-- Start of RECORDS FOR THE EXERCISE --

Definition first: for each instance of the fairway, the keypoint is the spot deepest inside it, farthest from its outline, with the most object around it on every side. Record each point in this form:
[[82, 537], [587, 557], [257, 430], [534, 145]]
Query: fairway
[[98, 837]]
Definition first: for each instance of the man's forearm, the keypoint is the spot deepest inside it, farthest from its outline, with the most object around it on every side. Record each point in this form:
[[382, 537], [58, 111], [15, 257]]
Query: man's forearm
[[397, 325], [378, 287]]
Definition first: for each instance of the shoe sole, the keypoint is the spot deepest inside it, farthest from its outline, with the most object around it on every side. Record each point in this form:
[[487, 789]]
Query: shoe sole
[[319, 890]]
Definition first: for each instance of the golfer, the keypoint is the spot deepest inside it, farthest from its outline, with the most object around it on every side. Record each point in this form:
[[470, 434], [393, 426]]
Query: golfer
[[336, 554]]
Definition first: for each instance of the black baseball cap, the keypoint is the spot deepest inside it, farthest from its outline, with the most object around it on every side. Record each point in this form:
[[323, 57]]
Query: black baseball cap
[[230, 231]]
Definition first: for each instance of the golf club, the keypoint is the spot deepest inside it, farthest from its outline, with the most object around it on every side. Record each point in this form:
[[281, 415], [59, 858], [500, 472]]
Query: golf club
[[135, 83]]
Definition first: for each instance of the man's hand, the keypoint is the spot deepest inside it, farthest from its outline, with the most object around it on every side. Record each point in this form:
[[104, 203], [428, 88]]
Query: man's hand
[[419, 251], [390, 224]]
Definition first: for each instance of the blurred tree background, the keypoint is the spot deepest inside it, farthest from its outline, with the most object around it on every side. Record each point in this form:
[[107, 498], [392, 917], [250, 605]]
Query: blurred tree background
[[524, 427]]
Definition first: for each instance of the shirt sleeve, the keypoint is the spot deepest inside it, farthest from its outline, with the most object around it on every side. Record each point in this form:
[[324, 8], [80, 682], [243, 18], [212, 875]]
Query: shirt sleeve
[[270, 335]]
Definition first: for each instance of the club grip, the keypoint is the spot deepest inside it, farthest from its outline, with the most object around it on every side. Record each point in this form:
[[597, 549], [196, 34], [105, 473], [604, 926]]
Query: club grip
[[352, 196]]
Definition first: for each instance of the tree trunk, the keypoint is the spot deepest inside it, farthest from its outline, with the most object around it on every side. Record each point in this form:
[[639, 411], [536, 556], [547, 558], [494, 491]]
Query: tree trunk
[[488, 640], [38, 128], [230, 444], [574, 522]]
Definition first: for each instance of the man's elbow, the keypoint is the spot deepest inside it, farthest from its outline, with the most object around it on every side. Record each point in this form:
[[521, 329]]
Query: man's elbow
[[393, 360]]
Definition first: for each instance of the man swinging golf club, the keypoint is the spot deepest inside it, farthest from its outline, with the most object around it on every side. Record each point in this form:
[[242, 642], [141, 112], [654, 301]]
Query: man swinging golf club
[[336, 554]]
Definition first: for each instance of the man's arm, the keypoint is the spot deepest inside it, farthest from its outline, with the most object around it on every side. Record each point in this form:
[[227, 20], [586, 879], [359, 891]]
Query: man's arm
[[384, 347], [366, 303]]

-- End of RECORDS FOR THE EXERCISE --

Repeat all of the material above line for line, changing nothing and leaving nothing out.

Definition first: for each instance of the fairway, the keypoint is the spot deepest inside it, farthest from its outline, with the most object around it on every side. Record each point in this form:
[[82, 537], [587, 557], [257, 430], [534, 145]]
Query: fairway
[[98, 837]]
Definition first: for each instance of the man's forearm, the keypoint is the spot deepest inside it, farthest from its outline, with the most object around it on every side. Record each point in this form:
[[382, 537], [58, 111], [15, 257]]
Query: man's forearm
[[397, 325], [378, 287]]
Definition first: for each instance of the shoe sole, the keypoint is the spot deepest inside it, farthest from its outline, with the most object around it on every side. Record each point in this form:
[[487, 789]]
Query: shoe sole
[[319, 890]]
Definition first: for each instance of the golfer, the keypoint is the spot deepest inside it, farthest from its outline, with the most object around it on every side. Record each point in this form:
[[470, 434], [393, 426]]
Query: golfer
[[336, 554]]
Definition first: for each instance of the black baseball cap, the keypoint is the spot deepest inside it, farthest from its outline, with the most object around it on every side. Record each point in this form:
[[323, 57]]
Query: black baseball cap
[[230, 231]]
Definition first: for each instance of the golf club, the keypoint is the spot deepest inside it, farthest from its outline, with the most object around it on every side. Record each point in this form:
[[281, 415], [59, 858], [500, 472]]
Query: golf club
[[135, 83]]
Definition first: for each instance of the man's hand, the keypoint is the spot deepest inside it, farthest from its outline, with the most object around it on every side. Record each point in this form:
[[104, 203], [428, 88]]
Query: man's hand
[[419, 251], [390, 224]]
Definition first: for each instance of the blurred tree background, the keypoint is the spot deepest inside it, farthest from its outline, with the most object around it on every side. Record each point in this form:
[[107, 498], [392, 917], [250, 605]]
Query: blurred tree background
[[524, 427]]
Definition first: for each instance of the shirt sleeve, the keypoint is the spot deepest inside it, farthest from its outline, with the most object around it on every side. Record each point in this form:
[[324, 8], [80, 682], [243, 18], [212, 875]]
Query: shirt sleeve
[[270, 335]]
Definition first: for each instance of the club grip, the keypoint is the spot deepest inside it, farthest from its outline, with the most object around it on every side. Record each point in this form:
[[597, 549], [196, 34], [105, 473], [604, 926]]
Query: club grip
[[352, 196]]
Definition first: for each instance of the tree trunk, the keypoint is the spot deepest inside it, farthest from its outline, with the most object around it on every side. Record each point in this form:
[[639, 411], [536, 556], [547, 558], [494, 491]]
Query: tree trunk
[[488, 640], [38, 128], [230, 444], [574, 522]]
Definition first: for each instance of the man's elbow, the keypoint is the spot deepest inside it, farthest from its outline, with the most object around it on every side. Record each point in this form:
[[521, 329]]
Query: man's elbow
[[393, 360]]
Definition first: for each instance of the man swinging golf club, the keypoint is the spot deepest inside it, farthest from its outline, with the most object around it on every side. Record each point in this form:
[[242, 642], [141, 112], [654, 301]]
Query: man swinging golf club
[[336, 554]]
Definition first: for each instance of the man's arm, the keypoint is the spot deepest inside it, farthest from its outline, with the most object around it on every side. Record each point in this form:
[[227, 20], [586, 879], [359, 891]]
Query: man's arm
[[384, 347], [366, 303]]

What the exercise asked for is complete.